Print each of the records below verbatim, line for line.

---------- Given records ----------

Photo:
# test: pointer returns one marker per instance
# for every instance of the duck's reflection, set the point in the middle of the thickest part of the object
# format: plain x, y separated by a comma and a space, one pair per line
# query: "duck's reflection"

----------

Result:
Photo:
# test: pointer returns one marker per instance
# for every instance of the duck's reflection, set the point in the middle of the thickest part of the object
# format: plain x, y separated by a comma and a space, one pair per line
# query: "duck's reflection"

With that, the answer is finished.